Locate every line of the items below that contains the string "officer", and copy each such line in full.

___ RECORDS TO PROCESS ___

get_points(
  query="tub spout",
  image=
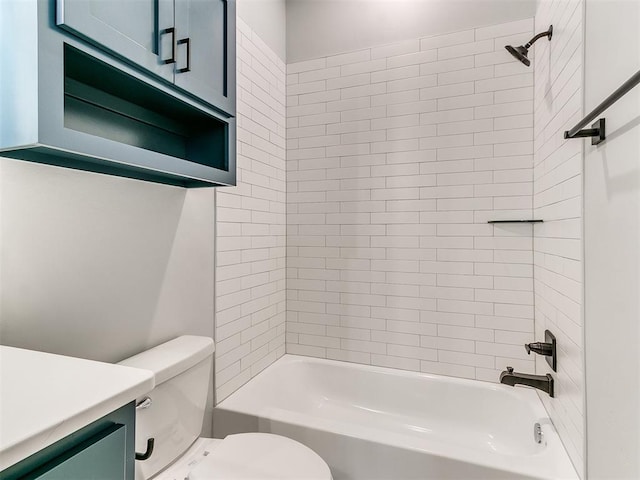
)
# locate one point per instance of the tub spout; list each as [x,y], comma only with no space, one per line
[541,382]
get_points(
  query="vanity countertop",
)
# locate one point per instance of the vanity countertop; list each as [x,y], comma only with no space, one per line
[45,397]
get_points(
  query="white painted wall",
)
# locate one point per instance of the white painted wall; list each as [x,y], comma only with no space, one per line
[267,18]
[612,240]
[318,28]
[101,267]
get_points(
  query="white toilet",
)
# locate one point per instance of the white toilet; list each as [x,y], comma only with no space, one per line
[172,414]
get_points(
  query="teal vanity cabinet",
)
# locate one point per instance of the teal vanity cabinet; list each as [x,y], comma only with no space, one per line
[140,89]
[103,450]
[186,42]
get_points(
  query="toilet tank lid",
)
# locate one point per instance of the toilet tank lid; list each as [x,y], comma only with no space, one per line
[173,357]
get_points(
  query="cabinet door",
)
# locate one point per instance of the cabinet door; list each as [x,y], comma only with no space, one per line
[138,31]
[101,457]
[205,58]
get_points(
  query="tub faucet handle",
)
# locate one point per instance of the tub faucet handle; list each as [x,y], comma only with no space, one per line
[540,348]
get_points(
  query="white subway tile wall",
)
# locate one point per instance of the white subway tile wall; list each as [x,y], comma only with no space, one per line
[251,224]
[557,198]
[397,156]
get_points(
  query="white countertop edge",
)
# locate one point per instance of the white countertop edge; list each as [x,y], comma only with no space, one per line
[138,382]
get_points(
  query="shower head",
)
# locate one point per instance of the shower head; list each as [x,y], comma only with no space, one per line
[521,52]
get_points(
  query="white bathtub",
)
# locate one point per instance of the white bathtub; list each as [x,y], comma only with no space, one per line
[379,423]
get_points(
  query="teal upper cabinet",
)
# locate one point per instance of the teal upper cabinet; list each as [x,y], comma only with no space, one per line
[143,89]
[200,69]
[186,42]
[139,31]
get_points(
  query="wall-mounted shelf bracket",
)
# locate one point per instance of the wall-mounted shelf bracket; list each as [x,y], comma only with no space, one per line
[596,132]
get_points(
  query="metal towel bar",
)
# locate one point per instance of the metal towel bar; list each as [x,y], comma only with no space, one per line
[597,130]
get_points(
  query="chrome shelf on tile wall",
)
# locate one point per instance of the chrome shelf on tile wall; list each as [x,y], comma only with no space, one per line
[515,221]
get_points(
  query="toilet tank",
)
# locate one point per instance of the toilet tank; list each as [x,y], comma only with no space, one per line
[173,417]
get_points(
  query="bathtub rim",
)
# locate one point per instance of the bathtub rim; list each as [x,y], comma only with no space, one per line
[516,464]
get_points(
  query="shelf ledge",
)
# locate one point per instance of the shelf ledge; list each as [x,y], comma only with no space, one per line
[515,221]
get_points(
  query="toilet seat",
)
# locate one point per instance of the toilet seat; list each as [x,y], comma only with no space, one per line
[261,456]
[252,456]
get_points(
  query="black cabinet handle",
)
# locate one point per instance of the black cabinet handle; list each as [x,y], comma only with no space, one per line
[187,42]
[172,31]
[147,454]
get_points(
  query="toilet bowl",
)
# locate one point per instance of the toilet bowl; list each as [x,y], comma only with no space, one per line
[172,415]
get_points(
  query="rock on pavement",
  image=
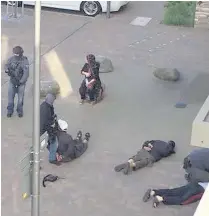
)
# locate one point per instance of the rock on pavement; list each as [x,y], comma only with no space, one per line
[167,74]
[105,64]
[49,87]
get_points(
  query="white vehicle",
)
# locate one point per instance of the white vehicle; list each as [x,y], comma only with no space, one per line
[89,8]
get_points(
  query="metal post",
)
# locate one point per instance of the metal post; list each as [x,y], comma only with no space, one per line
[108,9]
[22,8]
[15,11]
[35,205]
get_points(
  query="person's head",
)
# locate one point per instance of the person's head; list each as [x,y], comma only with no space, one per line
[18,51]
[50,98]
[172,143]
[63,125]
[91,59]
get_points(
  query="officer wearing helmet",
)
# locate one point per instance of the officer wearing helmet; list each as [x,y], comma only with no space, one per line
[151,152]
[17,68]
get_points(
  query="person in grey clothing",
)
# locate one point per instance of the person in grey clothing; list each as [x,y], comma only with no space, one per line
[151,152]
[17,68]
[196,165]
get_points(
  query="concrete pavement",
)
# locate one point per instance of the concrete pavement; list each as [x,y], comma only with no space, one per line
[137,107]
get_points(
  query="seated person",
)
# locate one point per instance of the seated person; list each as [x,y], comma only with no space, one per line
[196,165]
[184,195]
[68,148]
[91,85]
[151,152]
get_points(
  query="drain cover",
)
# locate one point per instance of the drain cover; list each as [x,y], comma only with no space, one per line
[141,21]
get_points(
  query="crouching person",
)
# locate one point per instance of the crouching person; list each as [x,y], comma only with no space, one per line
[151,152]
[69,148]
[190,193]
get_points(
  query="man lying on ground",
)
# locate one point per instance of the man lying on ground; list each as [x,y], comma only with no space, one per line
[151,152]
[184,195]
[69,148]
[196,165]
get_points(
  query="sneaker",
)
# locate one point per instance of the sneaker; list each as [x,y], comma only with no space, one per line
[79,135]
[9,115]
[57,163]
[156,202]
[93,102]
[146,196]
[127,169]
[87,136]
[120,167]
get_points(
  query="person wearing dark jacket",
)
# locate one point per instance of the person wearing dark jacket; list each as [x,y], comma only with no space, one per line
[69,148]
[151,152]
[196,165]
[48,124]
[17,68]
[91,85]
[184,195]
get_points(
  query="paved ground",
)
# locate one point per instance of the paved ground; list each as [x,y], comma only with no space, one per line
[137,107]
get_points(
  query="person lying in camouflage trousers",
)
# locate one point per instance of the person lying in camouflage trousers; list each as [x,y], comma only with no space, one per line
[151,152]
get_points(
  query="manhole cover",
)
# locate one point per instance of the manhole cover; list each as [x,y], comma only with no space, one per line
[141,21]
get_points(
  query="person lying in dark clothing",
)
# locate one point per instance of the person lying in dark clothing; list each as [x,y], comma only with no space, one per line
[69,148]
[196,165]
[184,195]
[151,152]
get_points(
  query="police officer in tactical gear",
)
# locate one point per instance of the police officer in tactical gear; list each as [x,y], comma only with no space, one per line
[17,68]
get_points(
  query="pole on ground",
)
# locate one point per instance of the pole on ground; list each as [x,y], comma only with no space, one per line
[108,9]
[35,205]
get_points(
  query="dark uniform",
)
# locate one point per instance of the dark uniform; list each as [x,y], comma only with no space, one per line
[49,124]
[93,92]
[69,148]
[151,152]
[17,68]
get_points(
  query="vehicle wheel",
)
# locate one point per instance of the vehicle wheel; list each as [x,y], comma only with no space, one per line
[12,3]
[91,8]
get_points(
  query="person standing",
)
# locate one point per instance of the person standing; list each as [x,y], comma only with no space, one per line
[17,68]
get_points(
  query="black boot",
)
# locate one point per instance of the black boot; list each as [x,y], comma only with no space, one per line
[127,169]
[120,167]
[79,136]
[87,136]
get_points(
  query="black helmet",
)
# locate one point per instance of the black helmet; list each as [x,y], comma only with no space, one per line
[18,50]
[172,143]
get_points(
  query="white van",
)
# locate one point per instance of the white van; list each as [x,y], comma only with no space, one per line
[89,8]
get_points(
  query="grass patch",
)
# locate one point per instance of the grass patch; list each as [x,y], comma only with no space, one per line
[180,13]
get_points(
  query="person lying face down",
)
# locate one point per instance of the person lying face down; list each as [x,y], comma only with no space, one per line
[184,195]
[151,152]
[69,148]
[196,165]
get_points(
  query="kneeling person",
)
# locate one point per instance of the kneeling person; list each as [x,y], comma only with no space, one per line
[151,152]
[69,148]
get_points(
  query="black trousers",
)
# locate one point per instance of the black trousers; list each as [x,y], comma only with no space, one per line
[181,195]
[83,90]
[79,148]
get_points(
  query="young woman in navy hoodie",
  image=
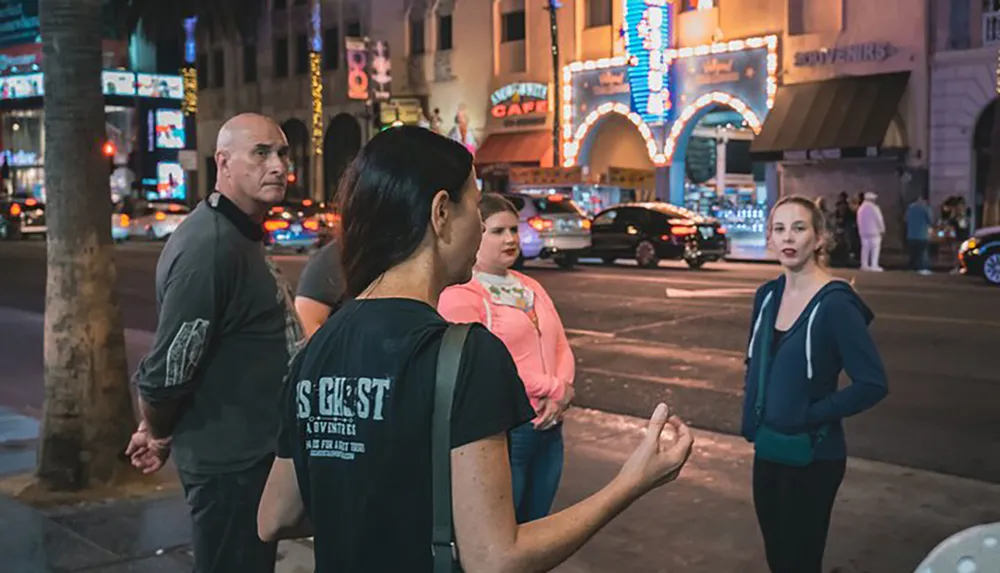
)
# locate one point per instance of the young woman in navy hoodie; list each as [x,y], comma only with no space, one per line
[807,327]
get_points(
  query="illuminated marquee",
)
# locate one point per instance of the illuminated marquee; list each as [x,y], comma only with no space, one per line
[647,35]
[609,87]
[738,104]
[524,98]
[316,91]
[189,75]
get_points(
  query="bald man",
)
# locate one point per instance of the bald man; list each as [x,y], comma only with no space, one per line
[209,388]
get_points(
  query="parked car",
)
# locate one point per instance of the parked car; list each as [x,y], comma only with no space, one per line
[22,216]
[153,220]
[650,232]
[299,225]
[980,255]
[551,226]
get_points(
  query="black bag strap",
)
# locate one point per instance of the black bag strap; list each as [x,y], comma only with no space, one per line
[443,547]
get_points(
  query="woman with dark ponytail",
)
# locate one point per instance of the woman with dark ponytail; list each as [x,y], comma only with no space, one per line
[353,463]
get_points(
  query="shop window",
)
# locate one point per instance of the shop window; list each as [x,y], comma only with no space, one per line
[301,54]
[416,36]
[598,13]
[512,27]
[249,63]
[218,69]
[331,49]
[444,32]
[959,36]
[281,58]
[814,16]
[202,63]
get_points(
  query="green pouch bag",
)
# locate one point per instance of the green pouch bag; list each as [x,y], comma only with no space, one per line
[789,449]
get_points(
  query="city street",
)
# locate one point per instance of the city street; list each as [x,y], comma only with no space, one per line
[672,334]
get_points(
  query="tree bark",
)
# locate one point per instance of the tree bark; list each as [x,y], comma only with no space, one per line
[991,200]
[88,415]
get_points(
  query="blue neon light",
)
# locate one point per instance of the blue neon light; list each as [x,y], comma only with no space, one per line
[189,39]
[648,30]
[316,22]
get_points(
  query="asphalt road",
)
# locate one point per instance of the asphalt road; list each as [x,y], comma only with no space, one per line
[638,343]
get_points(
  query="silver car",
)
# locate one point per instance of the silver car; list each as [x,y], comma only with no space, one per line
[551,226]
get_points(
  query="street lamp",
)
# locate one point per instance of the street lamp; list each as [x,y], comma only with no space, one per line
[552,7]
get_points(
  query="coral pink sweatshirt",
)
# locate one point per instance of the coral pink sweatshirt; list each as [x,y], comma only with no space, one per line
[542,353]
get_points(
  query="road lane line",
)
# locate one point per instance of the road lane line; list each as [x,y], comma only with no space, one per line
[668,381]
[590,333]
[709,293]
[660,323]
[694,303]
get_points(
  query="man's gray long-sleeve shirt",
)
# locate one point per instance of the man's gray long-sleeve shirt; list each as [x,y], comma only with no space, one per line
[225,334]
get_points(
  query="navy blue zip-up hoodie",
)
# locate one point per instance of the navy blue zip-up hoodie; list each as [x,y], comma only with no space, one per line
[831,335]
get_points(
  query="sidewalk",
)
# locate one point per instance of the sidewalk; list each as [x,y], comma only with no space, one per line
[886,520]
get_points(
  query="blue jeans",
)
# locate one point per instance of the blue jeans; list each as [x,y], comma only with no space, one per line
[536,459]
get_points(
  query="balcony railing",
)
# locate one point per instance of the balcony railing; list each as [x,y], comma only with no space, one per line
[991,28]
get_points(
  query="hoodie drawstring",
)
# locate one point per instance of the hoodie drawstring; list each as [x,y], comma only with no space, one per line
[812,317]
[756,326]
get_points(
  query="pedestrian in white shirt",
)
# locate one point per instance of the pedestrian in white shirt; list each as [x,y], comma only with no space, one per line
[871,227]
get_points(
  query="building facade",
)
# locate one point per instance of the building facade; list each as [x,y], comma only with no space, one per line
[143,95]
[965,41]
[851,115]
[271,73]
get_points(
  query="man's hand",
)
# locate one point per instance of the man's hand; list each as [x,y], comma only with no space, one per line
[147,453]
[548,414]
[568,394]
[652,464]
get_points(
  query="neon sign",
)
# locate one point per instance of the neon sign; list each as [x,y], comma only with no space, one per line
[520,99]
[647,35]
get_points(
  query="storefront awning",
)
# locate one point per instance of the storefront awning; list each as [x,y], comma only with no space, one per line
[525,148]
[849,115]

___

**TASK RESPONSE:**
  query="officer wearing helmet",
# locate one point per instance of the officer wearing helmet; list each as [x,y], comma only with no space, one per line
  query="police officer in tactical gear",
# locate one point per instance of the police officer in tactical gear; list each as [x,y], comma only with no space, one per line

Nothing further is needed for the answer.